§ **Qué se pide**: En el texto sobre la política tras el ajusticiamiento de Trujillo, ¿cuántos años gobernó Joaquín Balaguer?

------ Texto para leer ------

EN LOS PRIMEROS 40 años tras el ajusticiamiento de Trujillo ─nieto de ibero y biznieto de haitiano─ cuatro hijos de inmigrantes protagonizaron la política. Tres alcanzaron la presidencia: Juan Bosch Gaviño, descendiente de catalanes y gallegos (con escala borinqueña); Joaquín Balaguer, de padre boricua Balaguer Lespier de ancestro catalán, y madre dominicana (Ricardo Heureaux) de ascendencia haitiana, prima de Ulises Heureaux; y Jacobo Majluta Azar, de impronta libanesa por ambos costados. Balaguer gobernó 22 años como el arquetipo de estadista que gravitó hasta el último hálito de su vida al incidir en la reposición de la reelección en la reforma constitucional del 2002.

------ Material proporcionado ------

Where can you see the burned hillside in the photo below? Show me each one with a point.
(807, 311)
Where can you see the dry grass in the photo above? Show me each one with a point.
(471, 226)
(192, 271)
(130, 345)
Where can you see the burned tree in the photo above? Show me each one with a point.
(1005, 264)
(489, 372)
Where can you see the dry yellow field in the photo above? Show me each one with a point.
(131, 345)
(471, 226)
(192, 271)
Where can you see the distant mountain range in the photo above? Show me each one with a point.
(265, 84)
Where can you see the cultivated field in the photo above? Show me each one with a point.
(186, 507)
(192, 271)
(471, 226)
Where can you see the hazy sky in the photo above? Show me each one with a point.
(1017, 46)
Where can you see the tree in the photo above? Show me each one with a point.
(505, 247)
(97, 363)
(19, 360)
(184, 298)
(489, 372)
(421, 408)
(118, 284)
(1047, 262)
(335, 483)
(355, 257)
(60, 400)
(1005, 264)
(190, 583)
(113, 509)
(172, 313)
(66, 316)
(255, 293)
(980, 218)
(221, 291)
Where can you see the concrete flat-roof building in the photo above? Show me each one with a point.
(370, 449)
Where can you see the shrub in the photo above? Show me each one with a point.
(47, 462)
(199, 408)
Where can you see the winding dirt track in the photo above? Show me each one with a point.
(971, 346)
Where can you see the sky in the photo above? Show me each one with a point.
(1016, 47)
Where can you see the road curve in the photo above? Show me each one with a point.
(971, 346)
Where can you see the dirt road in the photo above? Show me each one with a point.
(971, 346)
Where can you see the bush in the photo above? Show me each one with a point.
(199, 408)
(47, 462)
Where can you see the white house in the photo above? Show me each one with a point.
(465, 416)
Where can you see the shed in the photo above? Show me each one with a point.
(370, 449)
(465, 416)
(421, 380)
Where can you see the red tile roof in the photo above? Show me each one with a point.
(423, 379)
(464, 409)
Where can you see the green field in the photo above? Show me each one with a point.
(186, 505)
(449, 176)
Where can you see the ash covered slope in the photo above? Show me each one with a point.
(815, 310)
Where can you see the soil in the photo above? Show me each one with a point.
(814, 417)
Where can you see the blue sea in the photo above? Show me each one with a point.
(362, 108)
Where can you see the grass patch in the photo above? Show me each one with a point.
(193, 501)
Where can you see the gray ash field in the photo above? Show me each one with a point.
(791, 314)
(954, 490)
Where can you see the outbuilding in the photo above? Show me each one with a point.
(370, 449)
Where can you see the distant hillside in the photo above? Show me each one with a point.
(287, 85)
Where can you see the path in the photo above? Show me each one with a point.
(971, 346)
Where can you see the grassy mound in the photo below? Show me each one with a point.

------

§ **Respuesta**: 22 años.